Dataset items
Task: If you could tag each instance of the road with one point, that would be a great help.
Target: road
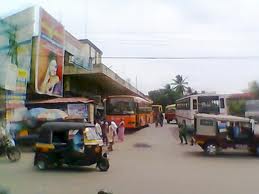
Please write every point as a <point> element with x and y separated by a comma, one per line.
<point>150,161</point>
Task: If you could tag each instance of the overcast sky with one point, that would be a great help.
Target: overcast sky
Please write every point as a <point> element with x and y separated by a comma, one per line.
<point>165,28</point>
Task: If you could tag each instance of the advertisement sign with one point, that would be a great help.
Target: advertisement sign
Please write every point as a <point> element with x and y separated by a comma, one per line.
<point>50,56</point>
<point>77,110</point>
<point>78,53</point>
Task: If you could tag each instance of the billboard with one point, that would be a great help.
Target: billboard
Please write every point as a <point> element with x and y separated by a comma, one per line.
<point>49,56</point>
<point>77,110</point>
<point>78,54</point>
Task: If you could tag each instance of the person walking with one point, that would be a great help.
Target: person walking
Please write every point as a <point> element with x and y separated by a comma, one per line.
<point>161,119</point>
<point>183,133</point>
<point>156,118</point>
<point>111,137</point>
<point>98,128</point>
<point>105,128</point>
<point>121,130</point>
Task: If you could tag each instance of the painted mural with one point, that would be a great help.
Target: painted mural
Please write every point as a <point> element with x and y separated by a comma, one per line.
<point>16,33</point>
<point>50,56</point>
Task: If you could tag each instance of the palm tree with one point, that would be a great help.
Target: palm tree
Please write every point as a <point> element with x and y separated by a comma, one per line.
<point>179,84</point>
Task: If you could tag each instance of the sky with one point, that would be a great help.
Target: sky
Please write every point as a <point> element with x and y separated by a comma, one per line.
<point>166,28</point>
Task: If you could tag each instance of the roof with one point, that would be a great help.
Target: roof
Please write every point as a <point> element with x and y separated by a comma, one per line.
<point>86,41</point>
<point>206,94</point>
<point>246,95</point>
<point>171,106</point>
<point>223,117</point>
<point>63,126</point>
<point>156,105</point>
<point>63,100</point>
<point>136,98</point>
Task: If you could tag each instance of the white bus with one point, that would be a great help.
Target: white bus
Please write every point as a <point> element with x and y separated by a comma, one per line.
<point>187,106</point>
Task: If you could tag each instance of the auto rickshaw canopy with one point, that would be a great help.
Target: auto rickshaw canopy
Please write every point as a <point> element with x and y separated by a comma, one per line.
<point>229,118</point>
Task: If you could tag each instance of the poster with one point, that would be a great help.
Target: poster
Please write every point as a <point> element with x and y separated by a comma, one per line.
<point>50,56</point>
<point>77,110</point>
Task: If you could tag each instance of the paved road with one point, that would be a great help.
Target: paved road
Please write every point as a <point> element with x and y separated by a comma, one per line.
<point>162,166</point>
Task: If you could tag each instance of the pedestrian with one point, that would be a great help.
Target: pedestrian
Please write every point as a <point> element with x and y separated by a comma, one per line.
<point>183,132</point>
<point>161,119</point>
<point>105,128</point>
<point>121,130</point>
<point>98,127</point>
<point>114,128</point>
<point>156,118</point>
<point>110,136</point>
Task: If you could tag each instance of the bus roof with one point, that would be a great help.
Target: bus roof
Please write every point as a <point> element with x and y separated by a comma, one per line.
<point>156,105</point>
<point>206,94</point>
<point>171,106</point>
<point>136,98</point>
<point>223,117</point>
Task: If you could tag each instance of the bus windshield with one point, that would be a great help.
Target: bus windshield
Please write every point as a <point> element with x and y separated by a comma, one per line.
<point>208,104</point>
<point>120,106</point>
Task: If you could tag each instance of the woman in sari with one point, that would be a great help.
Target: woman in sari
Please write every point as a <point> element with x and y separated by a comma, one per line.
<point>121,131</point>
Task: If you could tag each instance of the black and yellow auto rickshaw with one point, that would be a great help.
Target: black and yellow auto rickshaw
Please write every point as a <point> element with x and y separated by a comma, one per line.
<point>69,143</point>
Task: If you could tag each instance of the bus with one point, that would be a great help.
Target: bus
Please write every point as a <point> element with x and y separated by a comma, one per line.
<point>187,106</point>
<point>170,113</point>
<point>135,111</point>
<point>156,109</point>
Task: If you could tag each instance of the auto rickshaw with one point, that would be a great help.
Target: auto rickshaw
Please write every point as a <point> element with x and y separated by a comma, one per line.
<point>216,132</point>
<point>69,143</point>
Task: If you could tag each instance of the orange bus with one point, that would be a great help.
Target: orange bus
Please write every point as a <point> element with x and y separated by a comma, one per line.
<point>135,111</point>
<point>156,109</point>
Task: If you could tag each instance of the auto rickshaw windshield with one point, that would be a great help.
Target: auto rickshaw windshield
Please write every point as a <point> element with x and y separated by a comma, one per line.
<point>91,134</point>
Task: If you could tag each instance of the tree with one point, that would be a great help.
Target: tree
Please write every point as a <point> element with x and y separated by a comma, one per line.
<point>254,88</point>
<point>179,84</point>
<point>164,96</point>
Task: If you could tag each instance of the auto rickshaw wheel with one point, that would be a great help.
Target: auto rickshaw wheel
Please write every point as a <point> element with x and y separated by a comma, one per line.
<point>211,149</point>
<point>13,154</point>
<point>41,164</point>
<point>103,164</point>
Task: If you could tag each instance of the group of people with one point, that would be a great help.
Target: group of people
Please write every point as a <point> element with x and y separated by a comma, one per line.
<point>183,132</point>
<point>110,132</point>
<point>159,119</point>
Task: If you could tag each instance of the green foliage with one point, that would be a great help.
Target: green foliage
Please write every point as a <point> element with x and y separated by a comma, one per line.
<point>254,88</point>
<point>164,96</point>
<point>180,84</point>
<point>237,107</point>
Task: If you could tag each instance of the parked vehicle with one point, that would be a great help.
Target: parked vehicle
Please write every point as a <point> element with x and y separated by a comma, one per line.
<point>217,132</point>
<point>170,113</point>
<point>8,148</point>
<point>135,111</point>
<point>70,143</point>
<point>188,106</point>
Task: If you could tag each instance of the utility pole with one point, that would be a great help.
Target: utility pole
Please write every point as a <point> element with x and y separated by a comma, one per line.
<point>136,82</point>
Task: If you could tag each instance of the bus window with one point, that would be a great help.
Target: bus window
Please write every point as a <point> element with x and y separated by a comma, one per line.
<point>194,104</point>
<point>120,106</point>
<point>222,103</point>
<point>208,104</point>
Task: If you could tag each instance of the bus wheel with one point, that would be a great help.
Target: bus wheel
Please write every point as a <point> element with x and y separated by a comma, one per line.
<point>211,149</point>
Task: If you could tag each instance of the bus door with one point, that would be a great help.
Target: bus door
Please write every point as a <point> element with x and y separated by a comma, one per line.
<point>222,105</point>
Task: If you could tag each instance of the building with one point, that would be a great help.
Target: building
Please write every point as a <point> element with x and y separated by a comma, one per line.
<point>41,61</point>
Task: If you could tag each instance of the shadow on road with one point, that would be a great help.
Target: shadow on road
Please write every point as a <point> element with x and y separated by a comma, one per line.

▸ PROBLEM TO SOLVE
Please update the stretch from "Task: If you could tag each instance of the overcast" through "<point>165,28</point>" by replacing "overcast sky" with "cloudy sky", keeping everything else unchanged, and return only those lines.

▸ COMPLETE RESPONSE
Task: If you could tag each instance of the cloudy sky with one point, that would be a great help.
Target: cloudy sky
Please write every point as a <point> element with x and y separated by a comma, one per line.
<point>165,28</point>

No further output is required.